Reproduce the listing from the line with "# draw the outline of every instance of the green" up to and including the line with "[4, 131], [18, 130]]", request lines too. Shift every coordinate in the traced outlines by adding 80 to it, and leave the format samples unchanged.

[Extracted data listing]

** begin **

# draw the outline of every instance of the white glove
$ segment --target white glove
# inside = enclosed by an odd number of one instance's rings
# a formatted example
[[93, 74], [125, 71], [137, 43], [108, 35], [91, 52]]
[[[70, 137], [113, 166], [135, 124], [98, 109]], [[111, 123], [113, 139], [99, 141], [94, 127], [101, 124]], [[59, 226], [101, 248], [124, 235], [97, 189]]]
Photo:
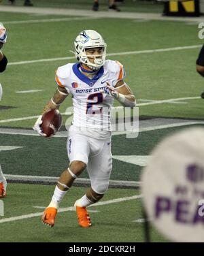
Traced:
[[39, 118], [37, 118], [37, 121], [35, 122], [33, 129], [34, 131], [37, 131], [37, 133], [41, 135], [41, 136], [46, 137], [46, 134], [44, 133], [40, 125], [42, 123], [42, 120], [41, 120], [42, 115], [39, 116]]
[[116, 99], [118, 99], [119, 98], [119, 93], [117, 92], [114, 87], [111, 86], [108, 83], [107, 83], [107, 89], [99, 90], [99, 92], [106, 93], [107, 95]]
[[6, 29], [2, 23], [0, 23], [0, 42], [3, 44], [6, 42]]

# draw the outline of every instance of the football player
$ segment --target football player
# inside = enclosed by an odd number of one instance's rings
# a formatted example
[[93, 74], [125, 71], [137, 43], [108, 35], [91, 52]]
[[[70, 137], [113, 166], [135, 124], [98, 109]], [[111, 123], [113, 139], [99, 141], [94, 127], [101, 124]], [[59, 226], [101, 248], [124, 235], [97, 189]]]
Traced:
[[[58, 108], [67, 95], [71, 95], [73, 120], [67, 146], [70, 163], [61, 174], [41, 219], [51, 227], [54, 225], [59, 203], [85, 168], [91, 187], [74, 206], [79, 225], [82, 227], [91, 225], [86, 207], [103, 197], [112, 167], [110, 110], [114, 100], [124, 107], [135, 106], [135, 96], [124, 81], [124, 67], [118, 61], [105, 60], [107, 46], [99, 33], [93, 30], [82, 31], [74, 46], [78, 63], [58, 68], [57, 89], [42, 112]], [[40, 127], [41, 116], [33, 129], [45, 136]]]
[[[204, 77], [204, 45], [202, 46], [198, 59], [197, 59], [197, 71]], [[201, 98], [204, 99], [204, 92], [201, 95]]]
[[[6, 29], [2, 23], [0, 23], [0, 72], [4, 71], [5, 69], [7, 60], [6, 57], [3, 54], [1, 49], [3, 44], [6, 42], [7, 35]], [[2, 97], [2, 87], [0, 84], [0, 101]], [[5, 178], [3, 175], [3, 172], [0, 165], [0, 198], [5, 197], [6, 195], [7, 182]]]

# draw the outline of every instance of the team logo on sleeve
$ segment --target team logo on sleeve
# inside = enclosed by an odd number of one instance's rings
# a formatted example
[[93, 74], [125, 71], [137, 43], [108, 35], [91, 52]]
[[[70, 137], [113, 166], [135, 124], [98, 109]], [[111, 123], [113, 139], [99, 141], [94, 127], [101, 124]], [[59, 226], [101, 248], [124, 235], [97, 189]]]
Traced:
[[71, 87], [72, 88], [78, 88], [78, 84], [75, 82], [71, 83]]

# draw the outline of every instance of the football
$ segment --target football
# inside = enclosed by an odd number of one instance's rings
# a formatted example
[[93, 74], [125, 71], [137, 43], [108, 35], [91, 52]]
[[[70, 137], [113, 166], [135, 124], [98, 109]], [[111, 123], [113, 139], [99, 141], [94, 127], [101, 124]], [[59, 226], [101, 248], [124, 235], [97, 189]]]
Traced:
[[54, 135], [62, 125], [62, 116], [58, 110], [51, 110], [44, 114], [40, 127], [47, 137]]

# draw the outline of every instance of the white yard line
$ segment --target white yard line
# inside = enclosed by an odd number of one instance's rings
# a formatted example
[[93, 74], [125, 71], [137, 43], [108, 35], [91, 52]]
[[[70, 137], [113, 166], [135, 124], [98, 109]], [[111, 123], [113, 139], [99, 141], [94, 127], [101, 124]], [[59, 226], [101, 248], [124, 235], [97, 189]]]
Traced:
[[[54, 184], [58, 180], [58, 177], [52, 176], [30, 176], [30, 175], [14, 175], [14, 174], [5, 174], [5, 177], [7, 180], [16, 181], [30, 181], [31, 182], [37, 183], [50, 183]], [[90, 185], [89, 178], [78, 178], [75, 180], [75, 184], [83, 184], [83, 185]], [[138, 181], [129, 181], [129, 180], [109, 180], [110, 187], [140, 187], [141, 182]]]
[[[35, 209], [43, 209], [43, 210], [45, 210], [46, 206], [33, 206], [33, 208], [35, 208]], [[58, 210], [58, 212], [59, 212], [61, 210], [61, 208], [59, 208]], [[75, 212], [75, 210], [74, 208], [74, 207], [72, 207], [72, 209], [70, 208], [69, 210], [70, 211], [73, 211]], [[99, 210], [88, 210], [88, 212], [99, 212], [100, 211]]]
[[38, 23], [38, 22], [56, 22], [61, 21], [75, 21], [92, 20], [99, 18], [97, 17], [72, 17], [72, 18], [44, 18], [39, 20], [12, 20], [5, 21], [3, 24], [24, 24], [24, 23]]
[[[96, 203], [95, 204], [90, 205], [89, 207], [104, 206], [106, 204], [119, 203], [121, 202], [125, 202], [125, 201], [129, 201], [129, 200], [134, 200], [136, 199], [140, 199], [141, 197], [142, 197], [141, 195], [133, 195], [131, 197], [116, 198], [112, 200], [107, 200], [107, 201]], [[69, 210], [73, 210], [73, 207], [67, 207], [67, 208], [60, 208], [58, 212], [67, 212]], [[10, 217], [10, 218], [5, 218], [5, 219], [0, 219], [0, 223], [4, 223], [5, 222], [12, 222], [12, 221], [20, 221], [20, 220], [25, 219], [27, 219], [41, 216], [42, 214], [43, 214], [43, 212], [31, 213], [29, 214], [24, 214], [24, 215], [20, 215], [20, 216], [16, 216], [16, 217]]]
[[[164, 103], [169, 103], [171, 101], [183, 101], [183, 100], [187, 100], [187, 99], [201, 99], [201, 97], [184, 97], [184, 98], [175, 98], [175, 99], [161, 99], [155, 101], [153, 102], [146, 102], [146, 103], [141, 103], [139, 104], [137, 104], [137, 107], [144, 106], [149, 106], [149, 105], [156, 105], [156, 104], [162, 104]], [[115, 108], [122, 108], [122, 106], [118, 106], [116, 107]], [[69, 112], [68, 114], [61, 113], [62, 115], [68, 115], [71, 114], [71, 113]], [[18, 117], [16, 118], [10, 118], [10, 119], [4, 119], [4, 120], [0, 120], [0, 123], [10, 123], [10, 122], [16, 122], [16, 121], [20, 121], [24, 120], [29, 120], [29, 119], [33, 119], [37, 118], [39, 116], [27, 116], [27, 117]]]
[[37, 90], [28, 90], [28, 91], [16, 91], [16, 93], [37, 93], [39, 91], [43, 91], [44, 90], [37, 89]]
[[[137, 19], [137, 20], [167, 20], [167, 21], [178, 21], [178, 22], [203, 22], [203, 17], [169, 17], [162, 16], [161, 13], [141, 13], [141, 12], [92, 12], [89, 10], [75, 10], [69, 8], [52, 8], [52, 7], [36, 7], [32, 8], [28, 7], [20, 6], [9, 6], [1, 5], [1, 12], [21, 12], [27, 14], [51, 14], [53, 15], [64, 15], [73, 16], [86, 16], [96, 18], [125, 18], [125, 19]], [[1, 20], [2, 22], [3, 20]]]
[[[194, 45], [194, 46], [178, 46], [178, 47], [171, 47], [167, 48], [160, 48], [160, 49], [152, 49], [152, 50], [135, 50], [131, 52], [112, 52], [109, 53], [107, 56], [121, 56], [121, 55], [131, 55], [131, 54], [141, 54], [146, 53], [154, 53], [154, 52], [169, 52], [173, 50], [189, 50], [194, 49], [197, 48], [201, 48], [202, 44]], [[51, 58], [51, 59], [41, 59], [32, 61], [17, 61], [8, 63], [8, 65], [23, 65], [23, 64], [31, 64], [36, 63], [40, 62], [49, 62], [49, 61], [63, 61], [63, 60], [69, 60], [75, 59], [75, 57], [58, 57], [58, 58]]]
[[[137, 99], [137, 101], [143, 101], [143, 102], [155, 102], [155, 101], [157, 101], [156, 99]], [[184, 101], [169, 101], [169, 102], [167, 102], [167, 103], [169, 103], [171, 104], [186, 104], [187, 102], [184, 102]]]

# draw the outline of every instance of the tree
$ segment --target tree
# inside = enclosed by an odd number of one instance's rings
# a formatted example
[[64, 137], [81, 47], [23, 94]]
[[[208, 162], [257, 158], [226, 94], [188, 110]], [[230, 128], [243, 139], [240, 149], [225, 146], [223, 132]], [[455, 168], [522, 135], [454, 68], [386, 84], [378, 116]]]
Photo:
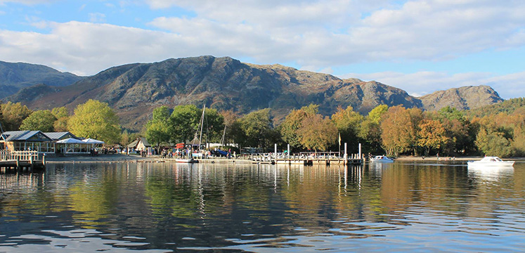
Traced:
[[67, 122], [71, 132], [106, 143], [118, 143], [120, 138], [119, 118], [106, 103], [90, 99], [79, 105]]
[[272, 129], [270, 109], [252, 112], [240, 119], [240, 129], [246, 136], [245, 143], [250, 146], [266, 148], [264, 140]]
[[382, 132], [380, 122], [383, 115], [387, 113], [387, 105], [377, 105], [365, 117], [359, 127], [358, 136], [364, 140], [364, 150], [377, 153], [382, 150]]
[[20, 130], [39, 130], [51, 132], [56, 117], [48, 110], [37, 110], [32, 113], [22, 122]]
[[396, 105], [389, 108], [381, 122], [382, 145], [388, 155], [398, 155], [411, 147], [415, 138], [410, 112]]
[[206, 108], [203, 124], [203, 138], [207, 141], [219, 142], [224, 130], [224, 117], [216, 110]]
[[[235, 122], [239, 119], [239, 115], [234, 112], [233, 110], [221, 111], [219, 114], [222, 115], [224, 120], [224, 127], [226, 128], [226, 132], [223, 133], [224, 143], [231, 143], [235, 142], [235, 141], [233, 140], [235, 134], [235, 127], [234, 126]], [[223, 131], [224, 131], [224, 129], [223, 129]]]
[[177, 105], [169, 117], [170, 138], [172, 142], [193, 139], [200, 122], [202, 110], [193, 105]]
[[486, 155], [500, 157], [510, 157], [512, 153], [510, 141], [505, 134], [498, 131], [488, 132], [481, 128], [476, 138], [476, 145]]
[[70, 119], [70, 113], [67, 109], [65, 107], [55, 108], [51, 110], [51, 113], [56, 118], [53, 125], [55, 131], [67, 131], [67, 120]]
[[425, 155], [428, 156], [431, 148], [439, 149], [449, 140], [445, 128], [437, 120], [423, 119], [420, 123], [417, 144], [426, 148]]
[[337, 128], [328, 117], [316, 114], [302, 121], [299, 129], [301, 144], [309, 149], [327, 150], [337, 138]]
[[22, 124], [22, 122], [29, 117], [33, 112], [27, 108], [27, 106], [22, 105], [19, 103], [12, 103], [11, 101], [2, 105], [2, 115], [4, 116], [4, 123], [2, 127], [4, 131], [16, 131], [18, 130]]
[[146, 139], [150, 143], [157, 144], [169, 141], [169, 109], [161, 106], [153, 110], [151, 120], [146, 123]]
[[346, 142], [354, 141], [356, 145], [351, 147], [357, 147], [357, 143], [361, 143], [358, 139], [359, 129], [364, 119], [364, 117], [359, 112], [354, 112], [351, 106], [346, 110], [339, 107], [337, 111], [332, 115], [332, 121], [341, 134], [341, 138]]
[[302, 136], [299, 134], [299, 129], [302, 126], [302, 121], [309, 115], [317, 114], [319, 105], [310, 104], [299, 110], [292, 110], [286, 116], [285, 121], [279, 126], [283, 140], [292, 147], [302, 148]]

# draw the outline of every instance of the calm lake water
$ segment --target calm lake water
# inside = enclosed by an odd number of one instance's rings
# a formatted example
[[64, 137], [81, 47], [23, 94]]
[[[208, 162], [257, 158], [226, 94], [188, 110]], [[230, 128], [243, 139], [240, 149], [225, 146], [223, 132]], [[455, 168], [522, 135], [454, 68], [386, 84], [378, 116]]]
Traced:
[[523, 163], [70, 163], [0, 174], [0, 252], [524, 249]]

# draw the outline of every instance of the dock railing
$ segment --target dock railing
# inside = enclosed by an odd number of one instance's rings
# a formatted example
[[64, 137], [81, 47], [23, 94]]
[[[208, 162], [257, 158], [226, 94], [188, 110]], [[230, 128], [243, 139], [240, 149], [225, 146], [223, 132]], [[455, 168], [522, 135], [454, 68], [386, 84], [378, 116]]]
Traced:
[[0, 150], [0, 161], [36, 161], [38, 160], [38, 151]]

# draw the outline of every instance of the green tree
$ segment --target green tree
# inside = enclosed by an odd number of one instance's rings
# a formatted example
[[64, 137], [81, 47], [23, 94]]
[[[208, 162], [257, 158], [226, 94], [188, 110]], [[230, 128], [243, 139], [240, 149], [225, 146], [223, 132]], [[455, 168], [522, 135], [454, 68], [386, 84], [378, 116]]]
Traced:
[[476, 138], [476, 145], [486, 155], [507, 157], [512, 154], [510, 141], [503, 132], [488, 132], [481, 128]]
[[22, 122], [20, 130], [39, 130], [43, 132], [51, 132], [56, 117], [48, 110], [33, 112]]
[[420, 123], [417, 144], [425, 148], [425, 155], [428, 156], [431, 148], [439, 149], [449, 140], [445, 128], [439, 121], [423, 119]]
[[337, 128], [328, 117], [316, 114], [302, 121], [299, 129], [301, 144], [309, 149], [327, 150], [337, 138]]
[[223, 115], [215, 109], [206, 108], [203, 124], [202, 138], [208, 142], [219, 142], [224, 130]]
[[51, 110], [51, 113], [56, 118], [53, 125], [55, 131], [67, 131], [67, 120], [70, 119], [70, 113], [67, 109], [65, 107], [55, 108]]
[[398, 156], [414, 143], [416, 133], [410, 112], [397, 105], [389, 108], [381, 122], [382, 145], [388, 155]]
[[319, 105], [310, 104], [299, 110], [292, 110], [286, 116], [285, 121], [279, 126], [283, 140], [292, 147], [303, 148], [299, 134], [299, 129], [302, 126], [302, 121], [309, 115], [314, 115], [319, 111]]
[[265, 146], [265, 138], [272, 129], [270, 109], [252, 112], [240, 119], [240, 129], [246, 136], [246, 145], [259, 148]]
[[22, 122], [33, 112], [19, 103], [11, 101], [2, 105], [2, 115], [4, 116], [4, 131], [18, 130]]
[[341, 134], [342, 141], [351, 143], [351, 150], [356, 150], [357, 144], [361, 143], [358, 138], [359, 131], [364, 118], [359, 112], [354, 112], [351, 106], [345, 110], [339, 107], [332, 115], [332, 121]]
[[200, 122], [202, 110], [193, 105], [177, 105], [169, 117], [170, 137], [172, 142], [193, 139]]
[[169, 142], [169, 109], [161, 106], [153, 110], [151, 120], [146, 124], [146, 139], [150, 143], [156, 144]]
[[358, 136], [363, 140], [364, 150], [374, 153], [382, 150], [382, 132], [380, 122], [387, 110], [387, 105], [377, 105], [368, 112], [368, 115], [361, 122]]
[[120, 138], [119, 118], [108, 103], [90, 99], [79, 105], [67, 122], [71, 132], [85, 138], [92, 138], [116, 143]]

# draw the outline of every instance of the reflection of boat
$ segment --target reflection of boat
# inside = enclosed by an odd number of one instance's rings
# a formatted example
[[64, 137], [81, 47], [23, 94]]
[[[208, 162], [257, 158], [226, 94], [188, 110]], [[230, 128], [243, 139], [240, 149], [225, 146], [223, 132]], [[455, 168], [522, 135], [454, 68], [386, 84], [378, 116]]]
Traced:
[[389, 158], [386, 155], [376, 155], [370, 157], [370, 162], [394, 162], [394, 159]]
[[193, 158], [190, 158], [190, 159], [176, 158], [175, 159], [175, 162], [180, 162], [180, 163], [195, 163], [195, 162], [199, 162], [199, 161], [197, 161], [197, 160], [195, 160]]
[[469, 161], [469, 167], [510, 167], [514, 165], [514, 161], [503, 161], [498, 157], [485, 157], [479, 161]]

** end **

### Exercise output
# draw the outline of every instance of the green tree
$ segment --target green tree
# inside = enclosed by an odd number of one instance's rings
# a formatted example
[[64, 137], [81, 47], [23, 94]]
[[[208, 162], [257, 158], [226, 94], [188, 110]], [[230, 128], [243, 139], [240, 149], [225, 146], [223, 132]], [[455, 168], [522, 135], [454, 68], [386, 84], [378, 116]]]
Traced:
[[556, 218], [556, 225], [566, 235], [587, 237], [592, 234], [590, 221], [583, 212], [568, 212], [561, 208]]
[[102, 202], [100, 210], [119, 210], [123, 212], [131, 212], [136, 197], [128, 190], [113, 192]]
[[500, 203], [497, 224], [505, 228], [505, 235], [508, 236], [511, 228], [519, 229], [529, 220], [525, 208], [519, 201], [503, 199]]
[[417, 208], [408, 197], [396, 194], [382, 201], [379, 209], [381, 224], [389, 229], [407, 230], [417, 218]]
[[303, 195], [295, 189], [286, 188], [283, 204], [282, 218], [288, 222], [299, 222], [304, 210]]
[[131, 190], [131, 193], [136, 198], [133, 205], [135, 211], [147, 211], [147, 200], [150, 199], [150, 193], [147, 189], [145, 187], [135, 188]]
[[478, 236], [494, 223], [496, 213], [490, 192], [477, 185], [469, 188], [461, 202], [462, 225], [468, 235]]
[[399, 185], [390, 184], [379, 190], [372, 190], [366, 196], [365, 201], [359, 206], [363, 220], [372, 227], [383, 228], [379, 214], [379, 209], [382, 206], [382, 201], [389, 195], [394, 195], [399, 191]]
[[345, 226], [345, 218], [352, 209], [350, 189], [332, 192], [320, 199], [320, 209], [326, 216], [326, 225], [339, 228]]
[[102, 202], [113, 192], [99, 183], [91, 181], [82, 185], [82, 195], [84, 196], [84, 211], [98, 210]]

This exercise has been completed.